WHAT IS NEEDED:
Word for word, transcribe the records that follow.

** Opening MATERIAL SHOWN block **

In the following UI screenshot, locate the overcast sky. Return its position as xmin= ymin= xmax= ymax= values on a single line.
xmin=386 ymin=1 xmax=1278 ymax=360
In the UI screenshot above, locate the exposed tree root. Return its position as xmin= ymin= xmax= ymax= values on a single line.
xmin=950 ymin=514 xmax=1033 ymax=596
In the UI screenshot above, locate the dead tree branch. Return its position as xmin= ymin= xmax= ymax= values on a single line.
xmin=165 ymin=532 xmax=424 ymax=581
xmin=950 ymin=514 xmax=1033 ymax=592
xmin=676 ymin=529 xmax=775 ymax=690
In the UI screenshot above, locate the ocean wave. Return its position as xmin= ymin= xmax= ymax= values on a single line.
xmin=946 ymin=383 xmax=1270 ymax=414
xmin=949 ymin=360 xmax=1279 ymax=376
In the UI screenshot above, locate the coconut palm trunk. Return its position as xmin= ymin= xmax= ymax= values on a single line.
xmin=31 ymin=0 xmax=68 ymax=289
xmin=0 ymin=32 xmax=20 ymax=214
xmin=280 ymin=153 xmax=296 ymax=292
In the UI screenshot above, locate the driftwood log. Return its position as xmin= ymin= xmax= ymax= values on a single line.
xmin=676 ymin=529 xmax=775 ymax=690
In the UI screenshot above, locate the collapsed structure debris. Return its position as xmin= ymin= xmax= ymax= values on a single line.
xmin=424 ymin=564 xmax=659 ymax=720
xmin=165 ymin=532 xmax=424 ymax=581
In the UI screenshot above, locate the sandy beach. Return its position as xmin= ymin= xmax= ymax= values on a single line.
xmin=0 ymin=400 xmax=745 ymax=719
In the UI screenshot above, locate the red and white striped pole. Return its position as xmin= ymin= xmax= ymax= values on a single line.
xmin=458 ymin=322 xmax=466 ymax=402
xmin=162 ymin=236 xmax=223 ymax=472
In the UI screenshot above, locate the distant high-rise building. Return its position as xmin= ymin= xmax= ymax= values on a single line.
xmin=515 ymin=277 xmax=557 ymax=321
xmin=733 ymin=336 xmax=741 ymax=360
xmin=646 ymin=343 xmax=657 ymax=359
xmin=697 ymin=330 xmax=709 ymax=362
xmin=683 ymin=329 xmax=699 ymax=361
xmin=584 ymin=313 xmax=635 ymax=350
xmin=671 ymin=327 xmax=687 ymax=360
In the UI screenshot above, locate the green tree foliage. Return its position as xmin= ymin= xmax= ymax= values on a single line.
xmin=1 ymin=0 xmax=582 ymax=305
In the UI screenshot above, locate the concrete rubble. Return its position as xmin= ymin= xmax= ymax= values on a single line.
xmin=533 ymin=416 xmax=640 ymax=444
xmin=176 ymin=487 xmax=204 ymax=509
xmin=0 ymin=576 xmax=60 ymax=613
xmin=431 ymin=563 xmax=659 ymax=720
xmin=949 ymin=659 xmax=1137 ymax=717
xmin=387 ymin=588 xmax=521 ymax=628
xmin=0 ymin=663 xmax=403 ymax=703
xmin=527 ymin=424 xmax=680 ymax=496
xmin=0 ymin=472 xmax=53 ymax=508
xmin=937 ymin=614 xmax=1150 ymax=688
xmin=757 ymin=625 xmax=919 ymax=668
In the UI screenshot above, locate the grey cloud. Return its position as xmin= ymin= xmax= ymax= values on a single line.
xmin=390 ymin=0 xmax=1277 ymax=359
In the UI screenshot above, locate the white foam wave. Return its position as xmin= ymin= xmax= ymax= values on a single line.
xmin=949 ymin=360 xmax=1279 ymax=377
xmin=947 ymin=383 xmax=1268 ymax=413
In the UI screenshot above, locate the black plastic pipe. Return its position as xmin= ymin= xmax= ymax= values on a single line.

** Closing MATERIAL SHOWN block **

EXERCISE RESPONSE:
In the following UI screenshot, locate the overcast sky. Return its position as xmin= ymin= xmax= ymax= values on a single line.
xmin=386 ymin=1 xmax=1278 ymax=360
In the UI screenshot above, locate the exposed tree root. Return its position as xmin= ymin= xmax= ymax= values on a single line.
xmin=950 ymin=514 xmax=1033 ymax=596
In the UI screenshot above, locate the dead tree branch. Return its position as xmin= ymin= xmax= ymax= values on a single line.
xmin=165 ymin=532 xmax=424 ymax=581
xmin=950 ymin=514 xmax=1033 ymax=592
xmin=676 ymin=529 xmax=775 ymax=690
In the UI screenshot above, locate the ocean wave. Return its position as xmin= ymin= xmax= ymax= values on a single line.
xmin=946 ymin=383 xmax=1270 ymax=414
xmin=949 ymin=360 xmax=1279 ymax=376
In the UI screenshot above, locate the coconut palm trunk. Return its position as xmin= ymin= xmax= ymax= values on a single line.
xmin=31 ymin=0 xmax=68 ymax=289
xmin=0 ymin=32 xmax=20 ymax=214
xmin=280 ymin=153 xmax=296 ymax=292
In the UI screenshot above, locate the driftwood log. Return its position as xmin= ymin= xmax= ymax= values on a single line.
xmin=676 ymin=529 xmax=775 ymax=690
In the UI screenshot above, locate the collapsed structure debris. Return its position as xmin= ymin= xmax= ymax= values on a single line.
xmin=424 ymin=564 xmax=659 ymax=720
xmin=165 ymin=532 xmax=424 ymax=581
In the UI screenshot above, locate the sandy beach. Return its position as xmin= ymin= xmax= ymax= values on a single line.
xmin=0 ymin=400 xmax=745 ymax=719
In the UI screenshot above, locate the red and white striped pole. Return its position as xmin= ymin= xmax= ymax= values on a single line.
xmin=458 ymin=322 xmax=466 ymax=402
xmin=162 ymin=236 xmax=223 ymax=472
In the UI screenshot above, locate the distant high-rise building. Return its position as xmin= ymin= xmax= ymax= values on a single line.
xmin=515 ymin=277 xmax=557 ymax=321
xmin=733 ymin=336 xmax=741 ymax=360
xmin=646 ymin=343 xmax=657 ymax=359
xmin=697 ymin=330 xmax=709 ymax=362
xmin=683 ymin=329 xmax=699 ymax=361
xmin=584 ymin=313 xmax=635 ymax=350
xmin=671 ymin=327 xmax=687 ymax=360
In the UI screenshot above, locate the green tree foliage. Return its position as xmin= ymin= xmax= ymax= values on a single line.
xmin=1 ymin=0 xmax=582 ymax=305
In the UI screenshot above, locate the concrete rubble. Return its position as xmin= ymin= xmax= ymax= values on a single line.
xmin=533 ymin=416 xmax=640 ymax=444
xmin=176 ymin=487 xmax=204 ymax=509
xmin=0 ymin=576 xmax=60 ymax=613
xmin=431 ymin=563 xmax=659 ymax=720
xmin=949 ymin=659 xmax=1137 ymax=717
xmin=387 ymin=588 xmax=521 ymax=628
xmin=0 ymin=663 xmax=403 ymax=703
xmin=527 ymin=424 xmax=680 ymax=496
xmin=0 ymin=472 xmax=53 ymax=508
xmin=937 ymin=614 xmax=1150 ymax=688
xmin=757 ymin=625 xmax=919 ymax=668
In the UI screenshot above, locate the grey cloud. Return its position as xmin= ymin= xmax= ymax= values on a single line.
xmin=390 ymin=0 xmax=1277 ymax=359
In the UI screenshot above, locate the white foam wave. Return its position as xmin= ymin= xmax= ymax= values on a single line.
xmin=949 ymin=360 xmax=1279 ymax=377
xmin=947 ymin=383 xmax=1268 ymax=413
In the UI screenshot above, locate the black plastic pipe. Return its position as xmin= ymin= xmax= ymax= values on a single line.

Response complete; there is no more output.